(Excerpts from segmentation entries)
────────────────

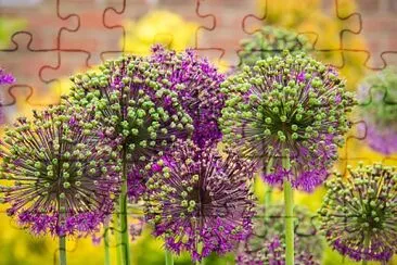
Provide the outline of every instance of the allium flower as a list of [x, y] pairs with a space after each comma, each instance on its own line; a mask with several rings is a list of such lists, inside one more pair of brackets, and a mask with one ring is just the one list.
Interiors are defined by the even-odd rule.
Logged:
[[[303, 207], [295, 207], [294, 214], [295, 264], [320, 264], [323, 248], [313, 218]], [[284, 226], [282, 205], [258, 209], [252, 235], [239, 247], [236, 264], [285, 264]]]
[[386, 68], [367, 77], [358, 89], [359, 130], [366, 141], [384, 154], [397, 152], [397, 70]]
[[[228, 96], [219, 122], [227, 146], [262, 164], [270, 185], [287, 179], [311, 191], [322, 184], [355, 104], [333, 67], [285, 52], [245, 66], [221, 87]], [[283, 169], [283, 156], [291, 171]]]
[[177, 91], [183, 109], [193, 118], [193, 141], [200, 147], [217, 143], [222, 136], [218, 119], [225, 105], [220, 92], [223, 75], [193, 50], [176, 53], [155, 46], [152, 62], [167, 72], [170, 89]]
[[135, 189], [137, 181], [144, 185], [139, 173], [174, 141], [188, 137], [193, 130], [192, 118], [180, 105], [170, 77], [159, 63], [125, 56], [104, 63], [100, 70], [75, 76], [67, 100], [93, 105], [95, 117], [111, 128], [106, 136], [121, 137], [123, 160], [132, 166], [128, 168], [128, 182], [132, 184], [128, 193], [138, 199], [141, 192]]
[[0, 86], [10, 85], [15, 81], [15, 77], [11, 74], [5, 73], [4, 70], [0, 68]]
[[167, 249], [200, 261], [231, 251], [251, 232], [253, 166], [235, 153], [222, 159], [215, 149], [179, 141], [151, 171], [146, 218]]
[[117, 153], [102, 143], [82, 109], [49, 108], [18, 118], [0, 146], [7, 213], [34, 234], [94, 231], [113, 211]]
[[356, 261], [388, 261], [397, 252], [397, 172], [382, 164], [348, 167], [331, 179], [319, 211], [329, 243]]
[[304, 35], [273, 26], [262, 27], [249, 39], [243, 39], [241, 46], [239, 56], [243, 65], [255, 65], [256, 61], [281, 54], [284, 50], [294, 53], [310, 49], [310, 43]]

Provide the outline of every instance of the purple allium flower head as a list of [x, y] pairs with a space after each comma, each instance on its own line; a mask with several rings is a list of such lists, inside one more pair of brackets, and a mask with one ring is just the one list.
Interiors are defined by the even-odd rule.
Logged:
[[397, 172], [374, 164], [340, 174], [319, 210], [328, 242], [356, 261], [388, 261], [397, 251]]
[[[287, 179], [311, 191], [323, 182], [355, 104], [333, 67], [285, 51], [245, 66], [221, 87], [228, 96], [219, 119], [227, 146], [261, 165], [270, 185]], [[291, 171], [283, 169], [283, 156]]]
[[0, 86], [10, 85], [15, 81], [15, 77], [11, 74], [5, 73], [4, 70], [0, 68]]
[[200, 261], [233, 250], [251, 232], [252, 163], [233, 152], [222, 159], [215, 148], [188, 140], [155, 164], [162, 169], [148, 180], [145, 213], [167, 249]]
[[[283, 214], [283, 205], [280, 204], [257, 209], [254, 230], [245, 242], [240, 243], [236, 264], [285, 264]], [[295, 207], [294, 214], [295, 264], [320, 264], [323, 244], [315, 219], [304, 207]]]
[[397, 70], [386, 68], [368, 76], [358, 88], [360, 116], [366, 125], [358, 129], [375, 151], [397, 152]]
[[120, 153], [130, 172], [128, 194], [137, 200], [144, 190], [144, 166], [177, 139], [188, 138], [193, 122], [159, 63], [124, 56], [105, 62], [100, 71], [73, 77], [67, 101], [94, 106], [95, 118], [110, 127], [106, 135], [121, 138]]
[[225, 105], [220, 92], [225, 76], [193, 50], [177, 53], [162, 46], [152, 50], [152, 62], [167, 73], [170, 88], [177, 91], [183, 109], [193, 118], [192, 140], [200, 147], [216, 144], [222, 136], [218, 118]]
[[113, 211], [119, 162], [80, 108], [50, 106], [18, 118], [0, 146], [2, 201], [34, 234], [86, 236]]

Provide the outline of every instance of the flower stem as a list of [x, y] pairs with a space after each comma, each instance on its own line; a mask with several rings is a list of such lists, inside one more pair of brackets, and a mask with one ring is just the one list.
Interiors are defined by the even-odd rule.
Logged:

────────────────

=== GIVEN TASK ===
Please swap "allium flower" for "ornamental onion flower" in the entries from the start through the line containing "152], [397, 70]]", both ends included, and give only those lines with everything else unchanged and the pictures left out.

=== TASK RESPONSE ===
Provide the outline of every instance of the ornamental onion flower as a list of [x, y] pairs with a space after each comma, each instance on its own line; a mask with several rings is a list of such lists, inside one more pair of brackets, and a mask with one ring is just the one list.
Interiors are defined by the even-odd rule.
Logged:
[[[303, 207], [295, 207], [294, 214], [295, 264], [320, 264], [323, 248], [313, 218]], [[284, 226], [282, 205], [258, 209], [252, 235], [239, 247], [236, 264], [285, 264]]]
[[386, 68], [367, 77], [358, 89], [359, 130], [366, 141], [384, 154], [397, 152], [397, 70]]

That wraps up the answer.